### WRITTEN TASK
Which lines in the listing below contain the word "crane"? Identify each one and copy it in full.

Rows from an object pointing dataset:
↓

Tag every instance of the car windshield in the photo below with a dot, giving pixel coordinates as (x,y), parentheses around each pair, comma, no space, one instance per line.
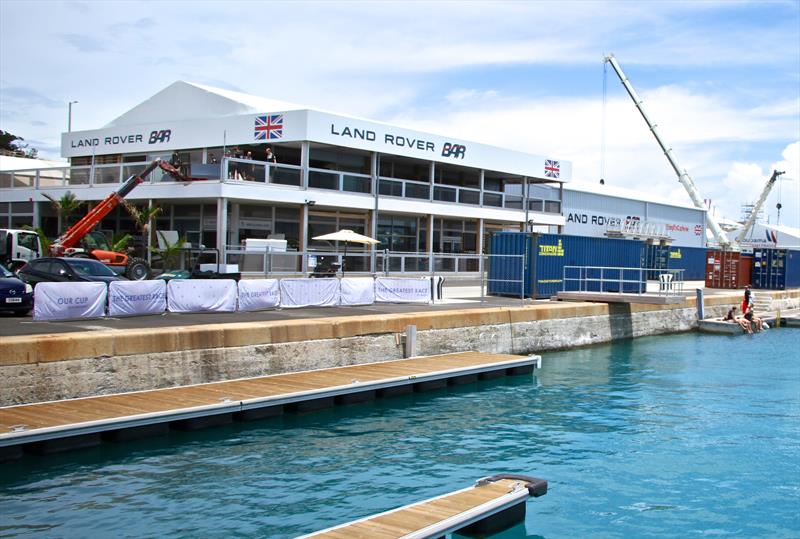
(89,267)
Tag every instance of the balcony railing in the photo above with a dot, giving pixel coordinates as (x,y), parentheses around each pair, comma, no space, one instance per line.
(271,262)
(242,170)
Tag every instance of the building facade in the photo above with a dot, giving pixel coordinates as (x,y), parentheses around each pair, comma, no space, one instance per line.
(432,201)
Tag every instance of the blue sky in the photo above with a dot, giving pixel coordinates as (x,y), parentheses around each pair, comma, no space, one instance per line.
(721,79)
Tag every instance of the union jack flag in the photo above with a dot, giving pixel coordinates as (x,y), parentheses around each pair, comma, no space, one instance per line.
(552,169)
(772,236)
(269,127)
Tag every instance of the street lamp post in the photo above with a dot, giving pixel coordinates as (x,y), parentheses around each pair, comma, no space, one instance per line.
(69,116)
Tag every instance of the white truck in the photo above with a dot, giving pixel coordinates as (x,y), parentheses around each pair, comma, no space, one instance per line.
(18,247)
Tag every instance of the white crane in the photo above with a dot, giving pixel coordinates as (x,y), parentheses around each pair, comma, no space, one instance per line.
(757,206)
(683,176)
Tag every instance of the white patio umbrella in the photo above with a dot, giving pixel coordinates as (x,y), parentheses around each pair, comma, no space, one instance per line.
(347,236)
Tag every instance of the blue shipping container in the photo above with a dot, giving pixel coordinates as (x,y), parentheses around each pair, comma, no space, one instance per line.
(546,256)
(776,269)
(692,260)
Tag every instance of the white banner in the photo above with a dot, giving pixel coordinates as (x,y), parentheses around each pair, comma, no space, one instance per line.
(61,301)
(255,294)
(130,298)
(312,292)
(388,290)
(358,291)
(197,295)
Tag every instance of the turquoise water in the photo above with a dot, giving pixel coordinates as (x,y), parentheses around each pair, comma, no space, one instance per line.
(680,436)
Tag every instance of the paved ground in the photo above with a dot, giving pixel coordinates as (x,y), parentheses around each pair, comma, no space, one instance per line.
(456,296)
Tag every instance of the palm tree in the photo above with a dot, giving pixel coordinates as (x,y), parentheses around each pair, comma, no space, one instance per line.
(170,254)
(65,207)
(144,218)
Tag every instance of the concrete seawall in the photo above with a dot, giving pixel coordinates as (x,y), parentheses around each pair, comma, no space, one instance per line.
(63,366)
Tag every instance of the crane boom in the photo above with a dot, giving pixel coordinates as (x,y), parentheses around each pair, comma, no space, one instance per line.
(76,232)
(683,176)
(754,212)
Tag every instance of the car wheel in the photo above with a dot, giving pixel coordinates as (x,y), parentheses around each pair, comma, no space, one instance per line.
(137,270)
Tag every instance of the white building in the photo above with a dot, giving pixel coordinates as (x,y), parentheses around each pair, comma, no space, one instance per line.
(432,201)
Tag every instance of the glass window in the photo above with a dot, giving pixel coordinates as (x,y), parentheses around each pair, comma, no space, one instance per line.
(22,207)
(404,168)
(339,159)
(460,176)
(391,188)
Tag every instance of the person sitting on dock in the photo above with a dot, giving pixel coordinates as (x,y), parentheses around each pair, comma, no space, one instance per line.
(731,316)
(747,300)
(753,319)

↑
↓

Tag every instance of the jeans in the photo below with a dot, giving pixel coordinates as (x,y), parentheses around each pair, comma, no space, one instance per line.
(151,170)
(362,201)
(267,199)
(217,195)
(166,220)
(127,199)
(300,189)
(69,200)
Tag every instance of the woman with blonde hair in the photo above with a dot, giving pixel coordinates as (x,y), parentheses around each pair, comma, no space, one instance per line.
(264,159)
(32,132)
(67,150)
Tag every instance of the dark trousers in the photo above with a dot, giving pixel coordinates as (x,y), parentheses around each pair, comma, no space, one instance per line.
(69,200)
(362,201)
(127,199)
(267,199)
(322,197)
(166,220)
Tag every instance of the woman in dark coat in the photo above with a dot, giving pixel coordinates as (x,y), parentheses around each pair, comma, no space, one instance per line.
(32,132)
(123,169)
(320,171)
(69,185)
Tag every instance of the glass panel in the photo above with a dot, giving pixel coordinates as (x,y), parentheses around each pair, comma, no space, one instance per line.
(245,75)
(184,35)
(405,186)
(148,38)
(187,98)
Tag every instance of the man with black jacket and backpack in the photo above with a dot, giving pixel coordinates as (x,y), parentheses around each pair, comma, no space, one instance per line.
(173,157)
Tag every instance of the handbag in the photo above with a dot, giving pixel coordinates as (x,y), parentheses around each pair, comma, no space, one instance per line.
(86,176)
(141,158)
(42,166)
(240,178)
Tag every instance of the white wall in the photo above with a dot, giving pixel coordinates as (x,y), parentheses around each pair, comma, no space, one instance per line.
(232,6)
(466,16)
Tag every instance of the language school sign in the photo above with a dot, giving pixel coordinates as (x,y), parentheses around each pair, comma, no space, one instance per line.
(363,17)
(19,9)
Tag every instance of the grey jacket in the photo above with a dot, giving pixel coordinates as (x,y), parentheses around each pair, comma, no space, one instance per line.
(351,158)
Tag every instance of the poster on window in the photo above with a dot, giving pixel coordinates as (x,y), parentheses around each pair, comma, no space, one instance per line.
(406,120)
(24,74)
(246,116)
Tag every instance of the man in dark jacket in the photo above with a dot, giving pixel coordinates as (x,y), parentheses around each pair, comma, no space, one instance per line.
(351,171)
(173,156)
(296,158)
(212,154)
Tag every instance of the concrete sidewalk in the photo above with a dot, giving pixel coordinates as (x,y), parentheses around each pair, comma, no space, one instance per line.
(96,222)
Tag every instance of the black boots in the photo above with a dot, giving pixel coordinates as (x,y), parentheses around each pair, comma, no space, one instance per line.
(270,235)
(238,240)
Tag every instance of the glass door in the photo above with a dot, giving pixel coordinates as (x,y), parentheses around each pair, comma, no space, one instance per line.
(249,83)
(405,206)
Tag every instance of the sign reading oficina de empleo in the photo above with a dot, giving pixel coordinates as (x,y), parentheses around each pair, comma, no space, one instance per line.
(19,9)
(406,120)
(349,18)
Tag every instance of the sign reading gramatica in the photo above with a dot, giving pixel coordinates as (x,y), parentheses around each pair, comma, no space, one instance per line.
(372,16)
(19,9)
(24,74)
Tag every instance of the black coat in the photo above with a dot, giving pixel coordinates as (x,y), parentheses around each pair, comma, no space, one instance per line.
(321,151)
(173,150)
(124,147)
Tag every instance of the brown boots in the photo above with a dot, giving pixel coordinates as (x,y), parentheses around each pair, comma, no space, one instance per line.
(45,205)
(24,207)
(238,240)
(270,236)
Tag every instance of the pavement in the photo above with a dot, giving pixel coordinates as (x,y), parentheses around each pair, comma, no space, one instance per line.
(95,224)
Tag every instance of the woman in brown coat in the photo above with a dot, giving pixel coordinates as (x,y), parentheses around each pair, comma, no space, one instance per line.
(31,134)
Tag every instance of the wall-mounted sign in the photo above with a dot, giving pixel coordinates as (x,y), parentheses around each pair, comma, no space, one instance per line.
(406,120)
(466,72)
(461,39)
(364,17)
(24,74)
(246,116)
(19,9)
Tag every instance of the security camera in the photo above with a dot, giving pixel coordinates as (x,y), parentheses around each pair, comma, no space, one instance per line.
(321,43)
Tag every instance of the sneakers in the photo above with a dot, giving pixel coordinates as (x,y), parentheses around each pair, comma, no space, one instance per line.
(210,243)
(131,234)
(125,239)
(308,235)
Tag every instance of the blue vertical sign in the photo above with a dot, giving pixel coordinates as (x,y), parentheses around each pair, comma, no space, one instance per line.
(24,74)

↑

### RESULT FOR THIS TASK
Tag every instance of the white crane in the photo above with a dot, giving pixel coordinates as (x,y), parentheses around each pair, comma, no space, one instance per line.
Tag every instance of the crane boom in the photo above with a dot, giving pixel coordinates as (x,y), parentheses around each pair, comma, no space, one instance per line.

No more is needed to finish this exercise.